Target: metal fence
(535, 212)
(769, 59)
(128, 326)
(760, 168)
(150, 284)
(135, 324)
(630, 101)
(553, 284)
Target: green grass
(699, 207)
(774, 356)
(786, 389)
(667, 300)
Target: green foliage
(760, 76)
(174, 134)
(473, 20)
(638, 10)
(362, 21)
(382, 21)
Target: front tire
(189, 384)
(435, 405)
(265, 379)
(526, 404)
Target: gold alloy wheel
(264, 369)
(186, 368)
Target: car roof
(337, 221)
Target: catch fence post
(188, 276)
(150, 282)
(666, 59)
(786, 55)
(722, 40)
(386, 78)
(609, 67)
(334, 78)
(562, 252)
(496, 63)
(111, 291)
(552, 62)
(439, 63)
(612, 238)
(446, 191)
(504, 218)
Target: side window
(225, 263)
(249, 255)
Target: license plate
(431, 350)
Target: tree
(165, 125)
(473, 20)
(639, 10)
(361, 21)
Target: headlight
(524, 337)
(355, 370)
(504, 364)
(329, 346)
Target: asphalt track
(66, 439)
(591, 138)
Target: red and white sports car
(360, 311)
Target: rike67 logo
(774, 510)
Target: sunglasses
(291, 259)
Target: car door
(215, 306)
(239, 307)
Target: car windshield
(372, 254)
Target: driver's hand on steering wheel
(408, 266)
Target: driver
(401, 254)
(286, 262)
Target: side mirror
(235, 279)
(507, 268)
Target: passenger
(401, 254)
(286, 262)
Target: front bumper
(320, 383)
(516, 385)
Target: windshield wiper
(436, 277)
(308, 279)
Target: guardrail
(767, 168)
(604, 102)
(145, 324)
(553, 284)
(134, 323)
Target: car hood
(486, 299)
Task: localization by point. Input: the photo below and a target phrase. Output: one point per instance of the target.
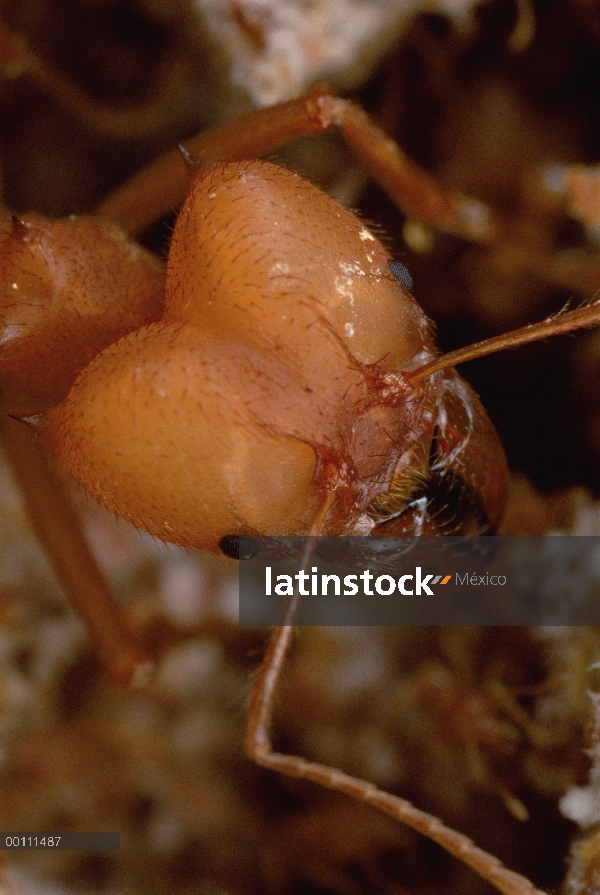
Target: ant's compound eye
(402, 275)
(238, 547)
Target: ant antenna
(189, 161)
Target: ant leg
(58, 528)
(163, 184)
(259, 747)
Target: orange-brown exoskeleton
(291, 384)
(275, 373)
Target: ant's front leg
(259, 748)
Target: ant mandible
(289, 385)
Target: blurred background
(484, 728)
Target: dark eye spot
(238, 547)
(401, 273)
(454, 506)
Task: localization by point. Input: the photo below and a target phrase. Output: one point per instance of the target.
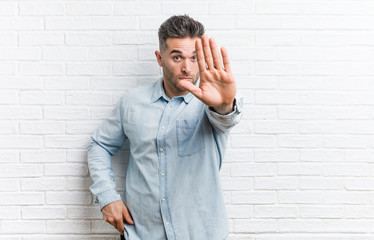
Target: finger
(216, 56)
(191, 88)
(207, 52)
(200, 55)
(226, 60)
(120, 225)
(127, 216)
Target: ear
(159, 58)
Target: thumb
(190, 87)
(127, 216)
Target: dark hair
(181, 26)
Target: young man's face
(179, 62)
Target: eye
(177, 58)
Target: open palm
(217, 87)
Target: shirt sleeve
(223, 123)
(105, 142)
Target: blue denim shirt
(177, 145)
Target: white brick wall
(300, 165)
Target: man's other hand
(114, 213)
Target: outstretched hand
(217, 87)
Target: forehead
(182, 44)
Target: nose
(186, 67)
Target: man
(177, 133)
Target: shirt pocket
(189, 138)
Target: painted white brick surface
(300, 165)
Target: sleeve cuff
(107, 197)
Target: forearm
(101, 172)
(224, 122)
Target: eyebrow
(178, 51)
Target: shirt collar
(158, 92)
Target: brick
(88, 98)
(113, 54)
(266, 69)
(346, 169)
(9, 156)
(41, 8)
(65, 113)
(9, 213)
(278, 7)
(43, 213)
(258, 22)
(20, 142)
(147, 8)
(113, 23)
(20, 83)
(230, 8)
(20, 53)
(12, 226)
(24, 170)
(41, 97)
(282, 155)
(300, 141)
(250, 170)
(40, 38)
(295, 169)
(255, 197)
(43, 69)
(43, 156)
(64, 54)
(113, 83)
(275, 127)
(78, 227)
(42, 184)
(321, 212)
(68, 83)
(239, 211)
(139, 68)
(88, 69)
(78, 183)
(276, 183)
(277, 38)
(69, 198)
(88, 39)
(21, 23)
(14, 199)
(255, 226)
(275, 212)
(8, 9)
(7, 69)
(180, 8)
(252, 141)
(237, 184)
(67, 23)
(9, 185)
(301, 197)
(71, 169)
(321, 183)
(8, 97)
(136, 38)
(92, 9)
(8, 39)
(84, 213)
(77, 156)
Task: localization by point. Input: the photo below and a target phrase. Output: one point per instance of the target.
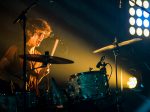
- - -
### WORK TO BE COMPLETED
Each entry is to be written out again word for word, and any pictures are to be omitted.

### WRITTEN RESPONSE
Target: metal fence
(535, 212)
(769, 59)
(128, 326)
(760, 168)
(150, 284)
(135, 324)
(630, 101)
(553, 284)
Target: green grass
(699, 207)
(774, 356)
(786, 389)
(667, 300)
Target: green foliage
(760, 76)
(174, 134)
(473, 20)
(638, 10)
(362, 21)
(382, 21)
Target: front tire
(189, 384)
(435, 405)
(265, 379)
(526, 404)
Target: gold alloy wheel
(264, 369)
(186, 368)
Target: car roof
(337, 221)
Target: catch fence post
(188, 276)
(150, 282)
(666, 59)
(786, 55)
(722, 40)
(386, 78)
(609, 67)
(334, 78)
(562, 252)
(496, 63)
(111, 291)
(552, 62)
(439, 63)
(612, 238)
(446, 191)
(504, 218)
Target: side window
(225, 263)
(249, 255)
Target: license plate
(431, 350)
Target: tree
(165, 125)
(473, 20)
(639, 10)
(361, 21)
Target: headlight
(524, 337)
(355, 370)
(504, 364)
(329, 346)
Target: asphalt track
(66, 439)
(591, 138)
Target: red and white sports car
(360, 311)
Target: rike67 logo
(774, 510)
Target: sunglasses
(291, 259)
Target: car door
(215, 306)
(239, 307)
Target: car windshield
(372, 254)
Target: driver's hand on steering wheel
(408, 266)
Target: driver
(401, 254)
(286, 262)
Target: side mirror
(235, 279)
(507, 268)
Target: passenger
(401, 254)
(286, 262)
Target: front bumper
(320, 383)
(516, 385)
Target: windshield wiper
(436, 277)
(308, 279)
Target: guardrail
(767, 168)
(604, 102)
(145, 324)
(553, 284)
(134, 323)
Target: car hood
(486, 299)
Task: localization by point. Input: the photo below and a target phrase. Output: one point per instance of the target.
Target: ant's compound eye
(402, 275)
(238, 547)
Target: ant antenna
(189, 161)
Target: ant leg
(58, 528)
(163, 184)
(259, 747)
Target: orange-brown exoskeleton
(291, 384)
(275, 373)
Target: ant's front leg
(259, 748)
Target: ant mandible
(289, 385)
Target: blurred background
(484, 728)
Target: dark eye spot
(238, 547)
(401, 273)
(454, 506)
Task: localization by point. Input: the photo below and a target phrase. Output: one point per instance of the target.
Target: finger
(216, 56)
(191, 88)
(207, 52)
(200, 55)
(226, 60)
(120, 225)
(127, 216)
Target: ear
(159, 58)
Target: thumb
(190, 87)
(127, 216)
Target: dark hair
(181, 26)
Target: young man's face
(179, 62)
Target: eye
(177, 58)
Target: open palm
(217, 87)
Target: shirt sleeve
(223, 123)
(105, 142)
Target: blue denim shirt
(177, 145)
Target: white brick wall
(300, 165)
Target: man's other hand
(114, 213)
Target: outstretched hand
(217, 87)
Target: forehead
(182, 44)
Target: nose
(186, 67)
Target: man
(177, 133)
Target: shirt pocket
(189, 138)
Target: painted white brick surface
(300, 165)
Target: sleeve cuff
(107, 197)
Target: forearm
(101, 172)
(224, 122)
Target: eyebrow
(178, 51)
Target: shirt collar
(158, 92)
Target: brick
(88, 98)
(113, 54)
(266, 69)
(346, 169)
(9, 156)
(41, 8)
(65, 113)
(9, 213)
(278, 7)
(43, 213)
(258, 22)
(20, 142)
(147, 8)
(113, 23)
(20, 83)
(230, 8)
(20, 53)
(12, 226)
(24, 170)
(41, 97)
(282, 155)
(300, 141)
(250, 170)
(40, 38)
(295, 169)
(255, 197)
(43, 69)
(43, 156)
(64, 54)
(113, 83)
(275, 127)
(78, 227)
(42, 184)
(321, 212)
(68, 83)
(239, 211)
(139, 68)
(88, 69)
(78, 183)
(276, 183)
(277, 38)
(69, 198)
(88, 39)
(21, 23)
(14, 199)
(255, 226)
(275, 212)
(8, 9)
(7, 69)
(180, 8)
(252, 141)
(237, 184)
(67, 23)
(9, 185)
(301, 197)
(71, 169)
(321, 183)
(8, 97)
(136, 38)
(92, 9)
(8, 39)
(84, 213)
(77, 156)
Task: localization by point. Input: the photo below and a target phrase. Output: one point per instance of the target.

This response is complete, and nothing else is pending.